## 과제 목표
아래 기록에서 문자열 "above"를 포함하는 줄을 모두 추출하여 원문과 동일하게 옮겨 적으시오.

## 제공 자료
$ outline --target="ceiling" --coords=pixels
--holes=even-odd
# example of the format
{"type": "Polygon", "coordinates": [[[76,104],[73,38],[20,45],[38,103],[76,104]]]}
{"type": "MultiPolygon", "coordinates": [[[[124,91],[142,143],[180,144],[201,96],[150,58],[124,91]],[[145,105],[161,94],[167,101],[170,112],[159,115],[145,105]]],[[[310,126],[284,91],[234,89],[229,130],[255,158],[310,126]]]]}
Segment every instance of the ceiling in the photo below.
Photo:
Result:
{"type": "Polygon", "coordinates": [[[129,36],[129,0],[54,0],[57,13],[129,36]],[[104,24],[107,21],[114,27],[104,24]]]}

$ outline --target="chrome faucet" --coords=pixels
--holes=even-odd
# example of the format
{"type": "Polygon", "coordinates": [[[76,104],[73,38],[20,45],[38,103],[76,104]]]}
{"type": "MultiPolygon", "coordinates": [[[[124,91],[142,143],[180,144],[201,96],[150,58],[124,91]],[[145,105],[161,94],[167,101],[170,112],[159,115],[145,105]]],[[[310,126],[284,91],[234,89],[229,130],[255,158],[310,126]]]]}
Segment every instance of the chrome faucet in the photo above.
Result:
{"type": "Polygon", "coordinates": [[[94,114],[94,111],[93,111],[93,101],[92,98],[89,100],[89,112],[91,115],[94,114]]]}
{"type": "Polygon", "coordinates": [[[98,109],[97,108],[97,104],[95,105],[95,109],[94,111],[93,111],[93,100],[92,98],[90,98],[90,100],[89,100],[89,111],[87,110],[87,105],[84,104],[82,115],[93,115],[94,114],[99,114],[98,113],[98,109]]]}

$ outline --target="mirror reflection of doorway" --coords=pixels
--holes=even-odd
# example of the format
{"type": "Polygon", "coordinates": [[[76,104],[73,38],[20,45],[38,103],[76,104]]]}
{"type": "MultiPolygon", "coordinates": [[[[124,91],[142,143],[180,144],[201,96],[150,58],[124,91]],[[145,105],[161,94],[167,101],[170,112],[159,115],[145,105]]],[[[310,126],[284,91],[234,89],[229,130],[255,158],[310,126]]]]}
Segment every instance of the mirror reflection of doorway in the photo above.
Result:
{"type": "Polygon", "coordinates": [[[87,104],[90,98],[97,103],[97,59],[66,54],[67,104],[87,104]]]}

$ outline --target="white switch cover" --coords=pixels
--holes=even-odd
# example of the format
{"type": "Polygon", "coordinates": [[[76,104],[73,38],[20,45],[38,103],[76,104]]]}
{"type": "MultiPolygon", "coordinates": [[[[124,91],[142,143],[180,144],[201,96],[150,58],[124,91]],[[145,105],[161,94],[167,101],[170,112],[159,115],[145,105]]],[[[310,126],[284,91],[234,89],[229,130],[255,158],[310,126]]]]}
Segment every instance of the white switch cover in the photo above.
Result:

## 실행 결과
Segment every instance of the chrome faucet in the photo above.
Segment every instance of the mirror reflection of doorway in the photo above.
Segment every instance of the white switch cover in the photo above.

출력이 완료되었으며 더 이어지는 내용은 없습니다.